David Ross picks the Rays' rotation as the best in baseball so far while Tim Kurkjian makes a case for the Dodgers' staff. (1:10)

As baseball hurtles toward the halfway point of the season, many of the projections, prognostications and predictions from the start of the season are in shambles. This is a typical occurrence of course, because predicting the future is a foggy endeavor. Projections should never stand still, and should always take into account new events.

So in that light, the midway marker is a good point at which to reconsider how we feel about players and teams. My colleague Jay Jaffe has already tackled the starting lineups, so I'm taking the challenge of ranking the 30 pitching staffs in terms of what the rest of the season will look like. Although I utilize the ZiPS projections to inform these predictions, these rankings aren't exclusively from the projections.

Tier 1: The elite

1. New York Yankees

Even with Dellin Betances injured and Chad Green struggling, the Yankees' bullpen is second in the league in WAR thanks to the most impressive depth in baseball. The rotation is more serviceable than exciting, but the Yankees also have managed to keep things together without Luis Severino. That's enough to make them the best pitching staff in baseball; no MLB team has a perfect rotation or bullpen.

2. Houston Astros

I'm still not convinced that Wade Miley is a legitimate No. 2 starter -- being from Baltimore I'm a little traumatized from his stint with the O's -- but he has been a more-than-adequate replacement for Charlie Morton. The bullpen doesn't have much in the way of big names, but Ryan Pressly is as unhittable as any pitcher in baseball right now and Roberto Osuna causes fewer ninth-inning heart attacks than Ken Giles ever did.

3. Tampa Bay Rays

The Rays have a team ERA+ of 147 after nearly half of an entire season. Only three starting pitchers in modern baseball have a career number above 147 (I'm leaving out Jim Devlin, who played three seasons in the early NL): Clayton Kershaw (158), Pedro Martinez (154) and Lefty Grove (148). Walter Johnson is at 147, meaning the Rays have had an entire staff of Walter Johnsons for a half-season. They're probably not this good, but it's a dangerous group.

4. Los Angeles Dodgers

Clayton Kershaw is no longer CLAYTON KERSHAW, but the Dodgers have emphasized depth to the extent that they're not relying on The Claw pitching at an all-caps level. Walker Buehler has quickly wiped out the negative numbers from his cold start, and perhaps most surprisingly, a healthy Hyun-Jin Ryu is doing his own Kershaw impression as far as dominance on the mound. The Dodgers will likely pick up another bullpen arm at the deadline, but the relief corps has been fine.

Tier 2: The Very Good

5. Cleveland Indians

Statistically, they haven't been great so far, but they largely haven't had their intended group healthy since the first week of the season. Mike Clevinger just returned to action, and Carlos Carrasco, Jefry Rodriguez, Corey Kluber and Danny Salazar are all expected back at various points of the season. Their recovery times could either bump the Indians to the top spot or tumble them out of the top 10.

────────────────────────────────────────

# [Stated exercise 1]
Name every team that gets a numbered spot in the pitching staff rankings, in ranked order.
# [Stated exercise 2]
Pick up the pitching staff rankings right after the final sentence about the Indians and keep going in the same style.

# [Given data]
────────────────────────────────────────

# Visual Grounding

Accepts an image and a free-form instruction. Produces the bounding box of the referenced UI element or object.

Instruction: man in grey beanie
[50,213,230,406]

────────────────────────────────────────

# [Expected answer 1]
1. New York Yankees
2. Houston Astros
3. Tampa Bay Rays
4. Los Angeles Dodgers
5. Cleveland Indians

# [Expected answer 2]
6. Washington Nationals

The bullpen is not great, but having a top three of Max Scherzer, Stephen Strasburg and Patrick Corbin -- all threats to put up Cy Young-type seasons -- makes up for a lot of sins. OK, the bullpen not being great may be an understatement, but I think the relievers are probably better than the first-half dumpster fire that blazed in D.C. for a stretch, though not a top-tier unit.

7. Chicago Cubs

As with Washington's relief crew, there has been a bit of a trainwreck quality to the Cubs' bullpen, but they've added Craig Kimbrel and will eventually welcome back Brandon Morrow, who remains on the injured list. The Kyle Hendricks shoulder injury is not believed to be serious at this point -- which could hurt this ranking if it is -- and Yu Darvish is slowly starting to look like the pre-Cubs version.

8. New York Mets

The Mets feel worse than this position; there's a reason why their fans and their haters both call them the New York Mess. But the rotation has stayed generally healthy and I can't believe that Noah Syndergaard and Zack Wheeler will keep struggling for another half of a season. The bullpen has been ugly and the usage even worse, but I'm not yet at the point at which I think Jeurys Familia forgot how to play baseball last winter.

9. Boston Red Sox

Boston doesn't feel like it has a championship bullpen, but it does rank sixth in baseball in ERA and WAR so far in 2019. The season got off to a scary start with Chris Sale missing velocity and struggling through a month of rather indifferent starts, but he hasn't had a truly awful start since mid-April and has double-digit strikeouts in eight of his past nine starts. Sale and David Price healthy is a pretty big deal.

10. Minnesota Twins

All of Jake Odorizzi's peripheral numbers have taken a huge leap forward in 2019, so there's a good shot that he really is now in ace territory (and a rare pitcher who is better since leaving the Rays). I was a skeptic about Martin Perez (and he's still not perfect), but his new cutter has made him a legitimate mid-rotation starter.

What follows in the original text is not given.